=== Tarefas ===
#1 Segundo o texto sobre o Evangelho, durante quantos dias e noites jejuou Jesus no deserto?
#2 Devolva sem alterações o trecho do texto sobre o Evangelho entre "Como sabemos, o" e "Pai da mentira.", inclusive.

=== Texto extraído ===
"""

2023-02-25

Diálogo com o Evangelho

Diálogo com o Evangelho de 26 de fevereiro, 1º Domingo da Quaresma, por Frei Eugénio Boléo, no programa de rádio da RCF "Construir sur la roche". Pode ouvir aqui.


 https://www.evangile-et-peinture.org


EVANGELHO (Mt. 4, 1-11)

Naquele tempo,

Jesus foi conduzido pelo Espírito ao deserto, a fim de ser tentado pelo Diabo.

Jejuou quarenta dias e quarenta noites e, por fim, teve fome.

O tentador aproximou-se e disse-lhe:

«Se és Filho de Deus, diz a estas pedras que se transformem em pães».

Jesus respondeu-lhe: «Está escrito: ‘Nem só de pão vive o homem,

mas de toda a palavra que sai da boca de Deus’».

Então o Diabo conduziu-O à cidade santa, levou-O ao pináculo do templo e disse-Lhe:

«Se és Filho de Deus, lança-Te daqui abaixo, pois está escrito:

‘Deus mandará aos seus Anjos que te recebam nas suas mãos,

para que não tropeces em alguma pedra’».

Respondeu-lhe Jesus: «Também está escrito: ‘Não tentarás o Senhor teu Deus’».

De novo o Diabo O levou consigo a um monte muito alto,

mostrou-Lhe todos os reinos do mundo e a sua glória, e disse-Lhe:

«Tudo isto Te darei, se, prostrado, me adorares».

Respondeu-lhe Jesus: «Vai-te, Satanás, porque está escrito: ‘Adorarás o Senhor teu Deus e só a Ele prestarás culto’».

Então o Diabo deixou-O e aproximaram-se os Anjos e serviram-n'O.

 

DIÁLOGO

Na Liturgia católica, nos primeiros Domingos da Quaresma, os Evangelhos referem-se sempre às tentações de Jesus no deserto, logo no começo da sua atividade de anunciador da Boa Nova de Deus.

Como sabemos, o que era mais central na missão de Jesus, era anunciar que, com Ele, tinham chegado os novos tempos do Reinado de Deus no meio de nós.

Para tentar Jesus, aparece nos Evangelhos um personagem chamado Diabo (=caluniador), também chamado na Bíblia: Demónio, ou Satanás (=adversário), ou Sedutor, ou Maligno, ou Pai da mentira.

Nas tentações deste personagem a Jesus, o seu objetivo é conseguir que Jesus se afaste o mais possível da Vontade de Seu Pai, no modo de concretizar a sua missão.

As tentativas de Satanás para afastar Jesus da Vontade do Pai estão todas relacionadas com o modo de Jesus realizar o Reinado de Deus entre nós.

"""

=== Itens fornecidos ===
"""

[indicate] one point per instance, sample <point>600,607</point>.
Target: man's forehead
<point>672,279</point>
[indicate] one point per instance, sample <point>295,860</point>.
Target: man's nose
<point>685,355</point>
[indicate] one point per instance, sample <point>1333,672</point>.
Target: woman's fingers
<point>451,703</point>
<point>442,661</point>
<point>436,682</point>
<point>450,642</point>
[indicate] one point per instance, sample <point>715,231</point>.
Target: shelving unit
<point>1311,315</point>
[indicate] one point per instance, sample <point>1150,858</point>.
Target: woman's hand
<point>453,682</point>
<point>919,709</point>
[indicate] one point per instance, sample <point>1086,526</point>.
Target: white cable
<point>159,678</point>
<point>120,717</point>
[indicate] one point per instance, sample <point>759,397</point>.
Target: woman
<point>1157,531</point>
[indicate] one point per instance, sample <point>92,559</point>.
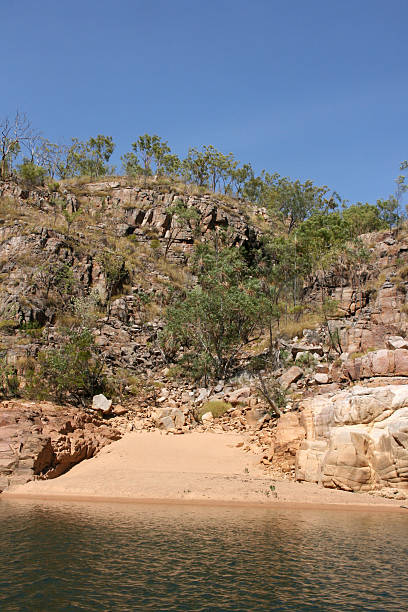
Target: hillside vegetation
<point>107,279</point>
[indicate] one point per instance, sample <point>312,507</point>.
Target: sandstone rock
<point>394,342</point>
<point>43,440</point>
<point>119,410</point>
<point>288,431</point>
<point>239,395</point>
<point>358,441</point>
<point>321,378</point>
<point>166,423</point>
<point>290,376</point>
<point>100,402</point>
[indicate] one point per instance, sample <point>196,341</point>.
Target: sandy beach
<point>204,468</point>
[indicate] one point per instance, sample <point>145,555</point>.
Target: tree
<point>14,133</point>
<point>363,218</point>
<point>89,158</point>
<point>115,273</point>
<point>72,371</point>
<point>389,211</point>
<point>195,167</point>
<point>181,217</point>
<point>218,317</point>
<point>31,174</point>
<point>152,151</point>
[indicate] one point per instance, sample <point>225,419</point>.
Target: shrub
<point>72,371</point>
<point>217,407</point>
<point>7,326</point>
<point>9,383</point>
<point>31,174</point>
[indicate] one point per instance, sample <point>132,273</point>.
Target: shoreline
<point>270,505</point>
<point>201,469</point>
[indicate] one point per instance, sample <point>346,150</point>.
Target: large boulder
<point>358,439</point>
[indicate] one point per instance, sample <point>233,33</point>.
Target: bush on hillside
<point>217,407</point>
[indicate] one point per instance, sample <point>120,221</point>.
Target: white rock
<point>207,417</point>
<point>100,402</point>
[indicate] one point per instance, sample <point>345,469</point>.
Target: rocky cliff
<point>331,432</point>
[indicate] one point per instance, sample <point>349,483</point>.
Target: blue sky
<point>307,88</point>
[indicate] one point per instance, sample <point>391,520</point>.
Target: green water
<point>76,556</point>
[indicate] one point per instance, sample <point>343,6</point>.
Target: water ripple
<point>155,558</point>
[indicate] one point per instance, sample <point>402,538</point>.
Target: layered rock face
<point>356,440</point>
<point>43,440</point>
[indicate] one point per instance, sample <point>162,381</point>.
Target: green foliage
<point>7,325</point>
<point>114,270</point>
<point>88,158</point>
<point>216,318</point>
<point>181,217</point>
<point>363,218</point>
<point>9,382</point>
<point>150,155</point>
<point>70,372</point>
<point>56,277</point>
<point>389,211</point>
<point>217,407</point>
<point>31,174</point>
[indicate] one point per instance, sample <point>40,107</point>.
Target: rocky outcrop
<point>356,440</point>
<point>41,440</point>
<point>378,363</point>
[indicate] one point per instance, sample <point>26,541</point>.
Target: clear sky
<point>308,88</point>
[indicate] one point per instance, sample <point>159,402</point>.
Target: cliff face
<point>353,439</point>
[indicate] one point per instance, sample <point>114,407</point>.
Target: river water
<point>78,556</point>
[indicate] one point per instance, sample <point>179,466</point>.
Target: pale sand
<point>193,468</point>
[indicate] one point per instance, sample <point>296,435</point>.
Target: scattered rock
<point>290,376</point>
<point>101,403</point>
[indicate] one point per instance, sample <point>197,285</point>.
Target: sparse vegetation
<point>217,408</point>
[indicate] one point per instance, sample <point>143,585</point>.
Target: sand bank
<point>202,468</point>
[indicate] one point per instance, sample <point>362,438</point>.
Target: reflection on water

"""

=== Respostas ===
#1 Quarenta dias e quarenta noites.

#2
Como sabemos, o que era mais central na missão de Jesus, era anunciar que, com Ele, tinham chegado os novos tempos do Reinado de Deus no meio de nós.

Para tentar Jesus, aparece nos Evangelhos um personagem chamado Diabo (=caluniador), também chamado na Bíblia: Demónio, ou Satanás (=adversário), ou Sedutor, ou Maligno, ou Pai da mentira.